Page excerpt:
————

Tuesday, April 19, 2011

Silly, Simple and not Funny

Dear Tata Docomo Brand Manager

You've done it again.

For a campaign that talks about 'Keep it Simple, Silly', you have made two wild decisions:

- You have picked Ranbir Kapoor to do stand up comedy. I don't know your intentions. But if you wanted someone absolutely unconvincing as a stand up comedian - you should have chosen Sunny Deol: A raw, underutilized, stone-faced celebrity attempting to make the audience laugh. Your tagline could have been 'Sunny keeps it Simple, Silly.' I appreciate the Jerry Seinfeld inspired look-tone and humour...but why?

- You have fake laughter in the background in all the ads. Bad jokes and Fake Laughter. A series of Bad jokes and fake laughter. A series of Ads with a series of bad jokes and fake laughter. I can't remember the last time when a humourous commercial used such subtle prompts for the audience.

————

Data rows:
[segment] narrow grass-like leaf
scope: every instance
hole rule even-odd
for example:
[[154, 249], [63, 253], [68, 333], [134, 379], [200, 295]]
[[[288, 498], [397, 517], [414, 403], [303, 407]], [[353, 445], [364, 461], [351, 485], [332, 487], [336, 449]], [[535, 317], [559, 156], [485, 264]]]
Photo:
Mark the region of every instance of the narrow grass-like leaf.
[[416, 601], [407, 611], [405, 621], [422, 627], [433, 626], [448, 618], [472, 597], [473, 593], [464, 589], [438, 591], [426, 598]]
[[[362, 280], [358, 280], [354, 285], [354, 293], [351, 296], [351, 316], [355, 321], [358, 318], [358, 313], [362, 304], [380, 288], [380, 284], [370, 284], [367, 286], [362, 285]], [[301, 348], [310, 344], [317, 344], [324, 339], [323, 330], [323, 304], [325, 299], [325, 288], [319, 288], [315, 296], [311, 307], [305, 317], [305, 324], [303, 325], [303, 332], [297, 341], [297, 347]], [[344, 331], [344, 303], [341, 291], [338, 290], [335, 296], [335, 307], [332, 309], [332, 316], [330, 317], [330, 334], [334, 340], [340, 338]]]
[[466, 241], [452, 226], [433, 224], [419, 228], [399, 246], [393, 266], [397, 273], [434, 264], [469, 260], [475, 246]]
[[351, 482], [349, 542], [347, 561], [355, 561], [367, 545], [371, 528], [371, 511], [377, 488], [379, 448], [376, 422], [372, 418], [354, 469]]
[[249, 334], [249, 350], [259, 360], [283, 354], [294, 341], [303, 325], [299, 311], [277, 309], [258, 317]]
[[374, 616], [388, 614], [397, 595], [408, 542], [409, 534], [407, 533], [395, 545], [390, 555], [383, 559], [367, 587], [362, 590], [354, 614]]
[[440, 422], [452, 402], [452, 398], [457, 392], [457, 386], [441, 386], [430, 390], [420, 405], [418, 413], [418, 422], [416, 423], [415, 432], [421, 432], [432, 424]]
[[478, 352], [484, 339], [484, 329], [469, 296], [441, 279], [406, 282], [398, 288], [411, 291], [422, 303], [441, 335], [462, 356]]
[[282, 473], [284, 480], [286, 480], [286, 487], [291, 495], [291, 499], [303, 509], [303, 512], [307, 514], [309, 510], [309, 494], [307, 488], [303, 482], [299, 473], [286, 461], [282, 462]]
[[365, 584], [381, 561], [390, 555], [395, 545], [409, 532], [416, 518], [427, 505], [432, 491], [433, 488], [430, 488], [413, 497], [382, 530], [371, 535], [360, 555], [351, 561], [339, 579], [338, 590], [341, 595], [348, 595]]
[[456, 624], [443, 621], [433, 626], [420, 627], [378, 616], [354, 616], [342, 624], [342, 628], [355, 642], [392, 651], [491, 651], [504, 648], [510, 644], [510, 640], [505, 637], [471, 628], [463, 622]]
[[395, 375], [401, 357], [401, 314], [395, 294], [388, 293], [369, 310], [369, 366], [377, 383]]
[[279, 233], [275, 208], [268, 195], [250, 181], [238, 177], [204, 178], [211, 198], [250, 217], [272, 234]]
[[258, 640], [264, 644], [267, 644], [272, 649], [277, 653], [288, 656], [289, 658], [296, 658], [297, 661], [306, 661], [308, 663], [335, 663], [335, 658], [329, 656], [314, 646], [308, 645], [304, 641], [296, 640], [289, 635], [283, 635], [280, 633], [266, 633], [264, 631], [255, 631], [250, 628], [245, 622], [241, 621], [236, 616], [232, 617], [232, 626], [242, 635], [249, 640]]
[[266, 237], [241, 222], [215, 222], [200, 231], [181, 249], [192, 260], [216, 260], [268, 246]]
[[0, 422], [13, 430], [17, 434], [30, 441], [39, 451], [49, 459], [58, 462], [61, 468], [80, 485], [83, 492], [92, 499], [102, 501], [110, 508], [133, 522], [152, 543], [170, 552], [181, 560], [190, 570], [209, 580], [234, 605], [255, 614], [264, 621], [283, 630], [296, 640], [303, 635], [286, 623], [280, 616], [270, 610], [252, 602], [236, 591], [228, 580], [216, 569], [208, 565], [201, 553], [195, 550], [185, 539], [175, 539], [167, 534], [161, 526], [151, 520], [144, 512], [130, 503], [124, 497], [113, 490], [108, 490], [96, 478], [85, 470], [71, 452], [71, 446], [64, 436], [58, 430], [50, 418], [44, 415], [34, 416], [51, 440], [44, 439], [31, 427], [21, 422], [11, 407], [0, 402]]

————

To be done: Please continue the blog post addressed to the Tata Docomo brand manager about the "Keep it Simple, Silly" campaign, picking up right after its final sentence.

Reply to the task:
Vodafone (Hutch back then) did an ad series a while ago with Irfan Khan (watch them here). A peculiar man in a normal environment explaining somewhat complicated but extremely relevant Telecom features with Hutch/Vodafone. That was simple. This is not. It made us smile, occasionally giggle. You've mildly annoyed us.

Like the previous Docomo post, I'll add some Internet Marketing blurb for your brand. I am sure you have a new intern in office to re-do a presentation on 'Web 2.0 strategy for TATA Docomo'. Since Social Media is the new buzzword, I'll use Facebook status updates this time. I read this website is growing and might become a phenomenon in the future. I hear they are planning to make a movie about it too (insert fake laughter).
I'll leave it to your intern to finish up rest of the analysis on this. I guess he is on facebook the whole day, trying to improve your brand's digital presence.

Good luck with your campaign. I am sure your message will reach millions and you'll grow your user base. And when an odd Docomo user calls up your customer service to complain, I am sure you'll have a stale joke or two up your sleeve to calm them down. And of course, fake laughter.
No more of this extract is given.